Nas is a 49 year old MC from Queens, New York who happens to be the son of jazz cornetist/guitarist Olu Dara. His first 2 full-lengths illmatic & It Was Written are widely acknowledged as some of the greatest in hip hop history even though I also really enjoy stillmatic, The Lost Tapes, God’s Son & Life is Good. Then there was the Kanye West-produced NASIR & The Lost Tapes II, which I felt like they were fine additions to his catalogue even though the overall consensuses were polarizing. But for almost 3 years now, Nas has been working exclusively with Hit-Boy & both of them are a good fit for each other. King’s Disease earned Esco his first Grammy, but the sequel & Magic would continue to elevate their chemistry to new heights. However, Hit-Boy & my 2nd favorite MC of all-time behind The God Rakim are now looking to end the King’s Disease trilogy with his 15th album.
“Ghetto Reporter” kicks off the album with a piano sample & Nasty Nas talking about evolving from King’s Disease at some point in time whereas “Legit” samples Eddie Cain declaring to be blacker than the new Black Panther movie that just came out today. “Thun” has a more orchestral groove to it representing Queensbridge along with the best line on the entire album. Ring halfway through the verse which is “No beef or rivals, they playin’ “Ether” on TIDAL. Brothers can do anythin’ when they decide to in a Range Rover, dissectin’ bars from “Takeover”. Sometimes I text Hova like “N***a, this ain’t over” laughin’” just before “Michael & Quincy” goes into boom bap turf with a trap switch-up during the last minute comparing him & Hit-Boy to the late Michal Jackson & Quincy Jones respectively.

WORK REQUEST A:
Translate this sentence from the album review into Spanish: "But for almost 3 years now, Nas has been working exclusively with Hit-Boy & both of them are a good fit for each other."
WORK REQUEST B:
According to the album review, who is Nas's father?
The lines that follow come from a separate source and are unrelated to the album review.

ENTRIES PROVIDED:

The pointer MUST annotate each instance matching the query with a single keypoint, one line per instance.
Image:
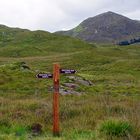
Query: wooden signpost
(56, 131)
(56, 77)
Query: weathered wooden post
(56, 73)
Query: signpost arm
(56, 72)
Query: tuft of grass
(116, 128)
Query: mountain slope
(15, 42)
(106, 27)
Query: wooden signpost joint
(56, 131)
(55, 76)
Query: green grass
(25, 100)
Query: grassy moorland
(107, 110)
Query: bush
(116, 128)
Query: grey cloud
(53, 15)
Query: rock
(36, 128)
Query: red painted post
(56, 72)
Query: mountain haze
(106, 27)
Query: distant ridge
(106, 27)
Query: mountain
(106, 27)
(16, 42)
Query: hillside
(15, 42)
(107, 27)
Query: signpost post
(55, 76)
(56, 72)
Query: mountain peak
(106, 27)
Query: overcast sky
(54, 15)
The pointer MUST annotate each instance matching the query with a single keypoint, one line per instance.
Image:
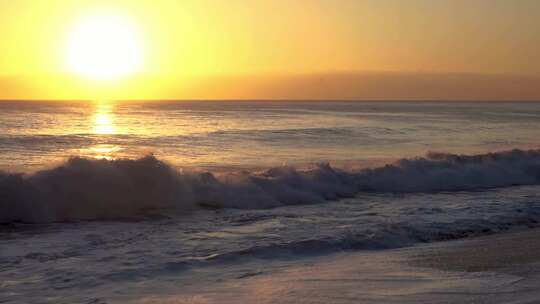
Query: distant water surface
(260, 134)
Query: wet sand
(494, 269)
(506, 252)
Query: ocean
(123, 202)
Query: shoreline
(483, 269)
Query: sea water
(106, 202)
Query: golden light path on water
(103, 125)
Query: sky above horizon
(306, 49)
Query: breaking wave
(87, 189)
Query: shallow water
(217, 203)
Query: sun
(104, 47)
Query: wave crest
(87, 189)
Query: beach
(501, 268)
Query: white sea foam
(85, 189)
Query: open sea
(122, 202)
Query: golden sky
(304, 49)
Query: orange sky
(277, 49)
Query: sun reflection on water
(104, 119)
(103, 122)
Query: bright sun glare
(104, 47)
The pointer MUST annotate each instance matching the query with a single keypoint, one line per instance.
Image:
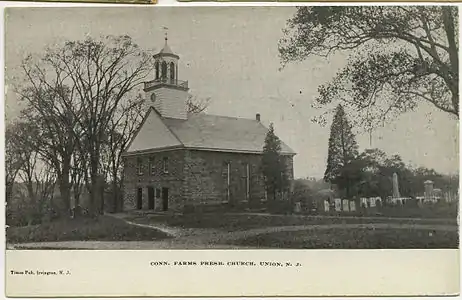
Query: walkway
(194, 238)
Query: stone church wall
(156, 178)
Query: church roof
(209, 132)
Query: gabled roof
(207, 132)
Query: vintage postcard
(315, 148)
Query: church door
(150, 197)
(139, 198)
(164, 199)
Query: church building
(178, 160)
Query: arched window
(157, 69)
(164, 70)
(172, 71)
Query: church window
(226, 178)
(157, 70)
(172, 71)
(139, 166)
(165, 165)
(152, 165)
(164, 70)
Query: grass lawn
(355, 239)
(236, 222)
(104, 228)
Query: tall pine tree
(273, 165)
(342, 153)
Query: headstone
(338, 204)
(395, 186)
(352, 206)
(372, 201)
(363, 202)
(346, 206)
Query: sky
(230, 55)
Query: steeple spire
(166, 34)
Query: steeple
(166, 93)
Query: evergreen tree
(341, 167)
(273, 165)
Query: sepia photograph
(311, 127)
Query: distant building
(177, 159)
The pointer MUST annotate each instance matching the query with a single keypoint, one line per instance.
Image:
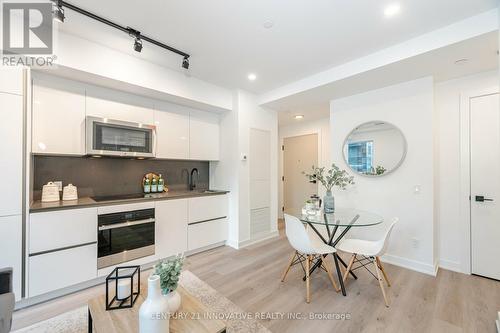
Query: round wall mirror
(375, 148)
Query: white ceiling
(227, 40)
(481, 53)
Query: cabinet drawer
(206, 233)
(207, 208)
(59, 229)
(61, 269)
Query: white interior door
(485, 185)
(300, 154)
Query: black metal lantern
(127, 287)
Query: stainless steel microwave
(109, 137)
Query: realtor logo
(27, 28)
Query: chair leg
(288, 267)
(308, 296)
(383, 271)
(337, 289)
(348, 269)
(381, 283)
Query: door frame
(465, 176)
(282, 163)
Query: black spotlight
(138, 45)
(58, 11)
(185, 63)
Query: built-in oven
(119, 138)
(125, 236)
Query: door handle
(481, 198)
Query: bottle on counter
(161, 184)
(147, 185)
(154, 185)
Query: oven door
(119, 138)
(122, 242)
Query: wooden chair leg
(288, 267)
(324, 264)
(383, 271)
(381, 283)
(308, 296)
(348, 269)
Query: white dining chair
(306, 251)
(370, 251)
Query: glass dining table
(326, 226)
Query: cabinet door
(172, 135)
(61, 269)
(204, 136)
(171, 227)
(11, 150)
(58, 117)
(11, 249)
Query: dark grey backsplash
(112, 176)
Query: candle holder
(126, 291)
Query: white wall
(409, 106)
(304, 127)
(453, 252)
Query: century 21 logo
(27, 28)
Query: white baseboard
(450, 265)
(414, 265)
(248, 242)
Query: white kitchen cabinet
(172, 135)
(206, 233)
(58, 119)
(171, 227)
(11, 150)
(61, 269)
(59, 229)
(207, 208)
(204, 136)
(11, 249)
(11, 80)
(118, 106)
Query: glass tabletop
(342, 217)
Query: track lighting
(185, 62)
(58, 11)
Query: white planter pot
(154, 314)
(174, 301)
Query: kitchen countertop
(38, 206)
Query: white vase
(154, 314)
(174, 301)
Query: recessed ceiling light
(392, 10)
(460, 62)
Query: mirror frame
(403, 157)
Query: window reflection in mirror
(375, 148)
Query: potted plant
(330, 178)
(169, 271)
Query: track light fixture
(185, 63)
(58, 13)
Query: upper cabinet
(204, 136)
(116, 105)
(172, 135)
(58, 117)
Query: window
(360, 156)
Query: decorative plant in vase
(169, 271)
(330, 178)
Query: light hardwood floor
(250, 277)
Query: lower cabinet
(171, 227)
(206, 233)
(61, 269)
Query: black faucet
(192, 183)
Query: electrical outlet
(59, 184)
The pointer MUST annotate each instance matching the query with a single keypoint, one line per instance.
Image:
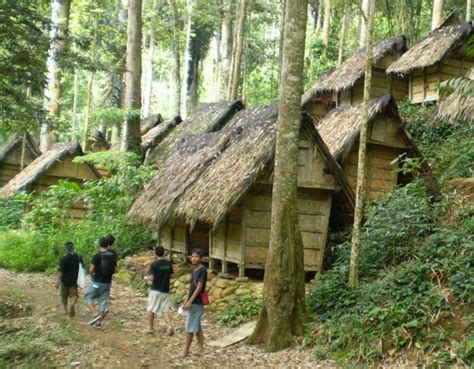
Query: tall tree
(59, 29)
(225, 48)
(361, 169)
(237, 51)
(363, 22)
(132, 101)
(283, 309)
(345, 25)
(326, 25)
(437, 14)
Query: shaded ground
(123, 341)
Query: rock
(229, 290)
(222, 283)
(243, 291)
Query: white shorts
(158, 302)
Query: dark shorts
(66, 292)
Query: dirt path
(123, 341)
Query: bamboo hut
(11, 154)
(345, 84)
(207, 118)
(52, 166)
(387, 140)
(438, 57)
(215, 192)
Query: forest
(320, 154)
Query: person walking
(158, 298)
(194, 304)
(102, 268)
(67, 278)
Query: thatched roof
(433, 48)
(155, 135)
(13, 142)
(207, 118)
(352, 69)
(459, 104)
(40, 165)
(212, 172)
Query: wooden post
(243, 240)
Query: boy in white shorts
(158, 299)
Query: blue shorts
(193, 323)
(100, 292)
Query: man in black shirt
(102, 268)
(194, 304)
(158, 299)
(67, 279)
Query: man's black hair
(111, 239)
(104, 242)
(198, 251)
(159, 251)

RESULT A:
Pero desde hace casi 3 años, Nas ha estado trabajando exclusivamente con Hit-Boy, y ambos encajan bien el uno con el otro.

RESULT B:
Nas is the son of jazz cornetist/guitarist Olu Dara.